These entries must be printed again exactly as they are.
########
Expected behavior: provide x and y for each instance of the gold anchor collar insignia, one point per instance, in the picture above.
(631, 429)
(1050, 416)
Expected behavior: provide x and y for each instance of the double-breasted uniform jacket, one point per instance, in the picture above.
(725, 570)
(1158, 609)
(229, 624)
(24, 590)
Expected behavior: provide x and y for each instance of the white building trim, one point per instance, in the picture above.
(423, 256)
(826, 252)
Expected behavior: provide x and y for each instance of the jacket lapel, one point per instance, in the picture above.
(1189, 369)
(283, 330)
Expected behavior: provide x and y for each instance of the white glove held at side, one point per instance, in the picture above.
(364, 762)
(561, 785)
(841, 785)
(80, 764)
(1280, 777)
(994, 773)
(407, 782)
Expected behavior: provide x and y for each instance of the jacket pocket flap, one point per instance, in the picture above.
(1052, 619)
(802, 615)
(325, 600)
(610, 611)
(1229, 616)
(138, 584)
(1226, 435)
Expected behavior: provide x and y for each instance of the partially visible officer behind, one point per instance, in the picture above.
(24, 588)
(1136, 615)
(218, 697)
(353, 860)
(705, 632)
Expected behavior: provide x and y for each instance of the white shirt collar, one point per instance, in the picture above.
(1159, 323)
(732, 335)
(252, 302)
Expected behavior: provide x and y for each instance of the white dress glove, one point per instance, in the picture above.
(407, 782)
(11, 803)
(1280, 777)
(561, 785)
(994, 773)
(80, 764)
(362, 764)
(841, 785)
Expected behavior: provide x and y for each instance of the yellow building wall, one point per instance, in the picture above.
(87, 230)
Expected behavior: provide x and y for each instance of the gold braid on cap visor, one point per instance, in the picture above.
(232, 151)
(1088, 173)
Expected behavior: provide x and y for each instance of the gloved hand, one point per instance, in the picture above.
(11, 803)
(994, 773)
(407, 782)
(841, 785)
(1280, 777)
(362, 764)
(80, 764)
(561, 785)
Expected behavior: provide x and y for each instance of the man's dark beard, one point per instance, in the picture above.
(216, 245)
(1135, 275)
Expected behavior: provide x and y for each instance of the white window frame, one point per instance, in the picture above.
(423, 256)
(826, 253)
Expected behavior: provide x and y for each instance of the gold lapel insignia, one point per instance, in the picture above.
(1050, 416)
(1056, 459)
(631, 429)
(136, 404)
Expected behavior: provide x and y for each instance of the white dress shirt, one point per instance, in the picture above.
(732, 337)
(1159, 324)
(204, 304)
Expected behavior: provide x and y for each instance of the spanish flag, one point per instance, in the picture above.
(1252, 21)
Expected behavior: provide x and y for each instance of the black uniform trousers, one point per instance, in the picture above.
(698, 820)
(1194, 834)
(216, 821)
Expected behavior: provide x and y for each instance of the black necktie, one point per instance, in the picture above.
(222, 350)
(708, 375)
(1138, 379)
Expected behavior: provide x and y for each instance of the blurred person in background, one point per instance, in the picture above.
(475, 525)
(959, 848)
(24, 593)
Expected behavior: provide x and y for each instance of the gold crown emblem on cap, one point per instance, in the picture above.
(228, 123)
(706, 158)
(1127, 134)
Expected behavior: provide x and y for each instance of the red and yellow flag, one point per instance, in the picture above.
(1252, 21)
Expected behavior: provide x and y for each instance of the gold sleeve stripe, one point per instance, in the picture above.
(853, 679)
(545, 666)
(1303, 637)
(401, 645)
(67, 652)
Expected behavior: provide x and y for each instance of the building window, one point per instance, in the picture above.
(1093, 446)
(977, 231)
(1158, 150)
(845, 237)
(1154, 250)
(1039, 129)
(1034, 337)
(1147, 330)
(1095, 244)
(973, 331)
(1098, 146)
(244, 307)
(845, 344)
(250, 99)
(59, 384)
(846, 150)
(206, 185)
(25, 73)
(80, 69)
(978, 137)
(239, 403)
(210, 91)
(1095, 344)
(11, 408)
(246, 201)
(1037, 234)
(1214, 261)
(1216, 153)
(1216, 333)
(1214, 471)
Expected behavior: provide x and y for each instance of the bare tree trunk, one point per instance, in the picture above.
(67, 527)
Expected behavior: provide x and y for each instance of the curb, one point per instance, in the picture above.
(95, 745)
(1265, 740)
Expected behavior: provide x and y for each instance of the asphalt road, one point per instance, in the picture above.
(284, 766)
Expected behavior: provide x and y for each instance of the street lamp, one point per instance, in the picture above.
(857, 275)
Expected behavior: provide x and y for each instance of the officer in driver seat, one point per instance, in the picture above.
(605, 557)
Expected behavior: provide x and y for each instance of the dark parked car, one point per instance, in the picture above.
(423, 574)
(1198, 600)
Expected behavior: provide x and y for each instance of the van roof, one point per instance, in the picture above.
########
• EXPECTED ANSWER
Expected behavior: provide x and y for each instance of the gold anchor collar insignia, one point per instance, in the picture above.
(631, 429)
(1050, 416)
Expected behavior: provide x and y for each instance of the double-breasted uniform jacket, one point per instance, in the picture above.
(725, 570)
(1158, 609)
(229, 624)
(24, 590)
Expected behavior: provide x and y for each instance of the white building trim, one point per instance, in the picture above.
(423, 256)
(826, 252)
Expected behavior: provide x and y for each instance of the jacket lapel, one point per instance, in the picture above.
(1189, 369)
(283, 330)
Expected behavior: provide x and y for each instance of the white glove held at side, one point per instance, in the picture above.
(364, 762)
(561, 785)
(841, 785)
(80, 764)
(1280, 777)
(994, 773)
(407, 782)
Expected behavior: provide x and y for each instance of the jacket pocket flap, one point per instance, in the picture above.
(1052, 619)
(802, 615)
(325, 600)
(610, 611)
(1229, 616)
(138, 584)
(1226, 435)
Expected behavior: provide x and y for each instance of the partially visible officer behind, one point per instance, in the picture above.
(24, 588)
(1136, 615)
(218, 697)
(353, 860)
(705, 632)
Expected behavior: provide x and y for each instance of the white shirt collar, one point per instance, in the picture above.
(1159, 323)
(732, 335)
(252, 302)
Expected behavior: provide x and y for each instance of the white dress glove, one point per instance, in the picture above.
(407, 782)
(11, 803)
(1280, 777)
(561, 785)
(994, 773)
(80, 764)
(362, 764)
(841, 785)
Expected behavior: provide x and y for each instance of the yellow building wall, one point per instance, in the picture above.
(87, 230)
Expected behavior: provide x and y for each instance of the gold braid on cap visor, one point per instance, in the picture above.
(232, 151)
(1088, 173)
Expected behavior: provide x and y for each instance of the gloved hand, one point per instance, in the picture above.
(11, 803)
(994, 773)
(407, 782)
(841, 785)
(1280, 777)
(362, 764)
(80, 764)
(561, 785)
Expected behavior: provide x and y for each instance of the man's dark beard, one point per instance, in the picture above.
(216, 245)
(1135, 275)
Expected behavior: provide x and y for each instance of the white window frame, one point per instance, in the picture above.
(423, 256)
(826, 253)
Expected behavior: provide x and y for each instance of the gold lapel insignia, one point per instance, in the picture above.
(1050, 416)
(1056, 459)
(631, 429)
(136, 404)
Expected behavior: provide x and y for each instance of the white dress shirt, one point per instance, in the picture above.
(732, 337)
(1159, 324)
(204, 304)
Expected behavior: provide x and y for each instance of the spanish flag, one point per instance, in the picture above.
(1252, 21)
Expected behavior: provide x and y for each instance of the black uniform trousers, one point per instance, in the picture above.
(698, 820)
(1194, 834)
(216, 821)
Expected behavior: provide x and y for each instance of the black necktie, one point per instance, in the picture above.
(222, 350)
(708, 375)
(1138, 379)
Expected behavior: provide x and y for each instance of the blurred person in background, one point per instance, in the picture above.
(475, 525)
(959, 848)
(24, 593)
Expected behavior: provide x and y for each instance of the gold crown emblem on cap, one point per instance, in the picture above.
(228, 123)
(706, 158)
(1127, 134)
Expected behavior: provide x and y for each instance of the red and yellow flag, one point per instance, in the picture above.
(1252, 21)
Expected behavior: provide x and y for each instance of the gold sleeve stripe, one point per instance, in the picture above.
(853, 679)
(545, 666)
(1303, 637)
(401, 645)
(67, 652)
Expected behavior: provide x and y for each instance of the building window, one point per instance, in the picture above.
(1093, 446)
(977, 231)
(1158, 150)
(845, 237)
(1154, 250)
(1039, 129)
(1034, 337)
(1147, 330)
(1095, 244)
(973, 331)
(1098, 146)
(244, 307)
(845, 344)
(250, 99)
(59, 384)
(846, 150)
(206, 185)
(25, 73)
(80, 69)
(978, 137)
(239, 403)
(210, 91)
(1095, 344)
(11, 408)
(246, 201)
(1037, 234)
(1214, 261)
(1216, 153)
(1216, 333)
(1214, 471)
Expected behavior: provide x and y for each instance of the bare tree trunk, one point per instance, in the picture above.
(67, 527)
Expected behavior: provide x and y for each instance of the curb, one point per instance, in the picture above.
(95, 745)
(1265, 740)
Expected behavior: provide x and y for each instance of the asphalt road, one point per instance, in the picture above.
(284, 766)
Expected behavior: provide x and y for each instance of the street lamp, one point per instance, in the picture above.
(857, 275)
Expected behavior: provide x and y for each instance of the officer in driver seat, one point per instance, in the picture above.
(605, 557)
Expected behavior: provide x and y for each instance of the dark parked car, one point per instance, in the picture above.
(423, 574)
(1198, 600)
Expected behavior: provide x and y for each instance of the van roof, one point per instance, in the picture above.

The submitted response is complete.